Document passage:
###

Review of Barbara Crooker’s Gold
In her most recent book, Gold, Barbara Crooker argues with Robert Frost. True, “nature’s first green is gold,” and, true, “nothing gold can stay,” but Crooker sees that nature’s last green is also gold. In these intense, well-crafted poems, gold is tenor and vehicle as Crooker examines the death of her mother, Isabelle, the death of friends, and her own softening body.
Here in the woods,
it’s autumn’s great investment portfolio; look,
everything’s turned the color of money:
copper, brass, gold.
It’s what the world gives us: ash and gold.

###

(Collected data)

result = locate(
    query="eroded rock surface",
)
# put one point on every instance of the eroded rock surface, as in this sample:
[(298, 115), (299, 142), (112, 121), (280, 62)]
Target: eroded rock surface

###

Questions:
1. Repeat the review of Barbara Crooker's Gold word for word, between "Review of Barbara" and "copper, brass, gold.", inclusive.
2. In the review of Barbara Crooker's Gold, what is the name of the poet's mother?
3. Resume the review of Barbara Crooker's Gold, picking up after its final line.

Responses for each task:
1.
Review of Barbara Crooker’s Gold
In her most recent book, Gold, Barbara Crooker argues with Robert Frost. True, “nature’s first green is gold,” and, true, “nothing gold can stay,” but Crooker sees that nature’s last green is also gold. In these intense, well-crafted poems, gold is tenor and vehicle as Crooker examines the death of her mother, Isabelle, the death of friends, and her own softening body.
Here in the woods,
it’s autumn’s great investment portfolio; look,
everything’s turned the color of money:
copper, brass, gold.

2. Isabelle

3.
Crooker’s opening lyrics recreate the golden autumn in which her mother is dying of breast cancer; she recounts frenzied trips with her mother from doctor to doctor and momentary respites in sunlight “like honey.” In fact, Crooker’s gold often appears in the form of honey and syrup, Karo and sugar, gold we can eat, the sweetness of which her mother was so fond—Dunkin Donuts and marshmallow Peeps. While her mother is still alive, Crooker can offer sweetness. And though Crooker knows “No honey is sweet enough/for this dark cup of tea,” she provides what she can:
I bake her favorite shortbread,
make peanut butter fudge,
bring her dinner in a wicker basket . . .
In the hands of a lesser poet, all this sweetness—“marble-swirled, sugar-powdered, honey-glazed, thickly iced with neon sprinkles”—could become cloying, but Crooker uses image and metaphor to remind us that gold is never a simple good: the golden dandelion going to seed is like “cancer’s random toss.” The bitter and the sweet are one—gold and grit.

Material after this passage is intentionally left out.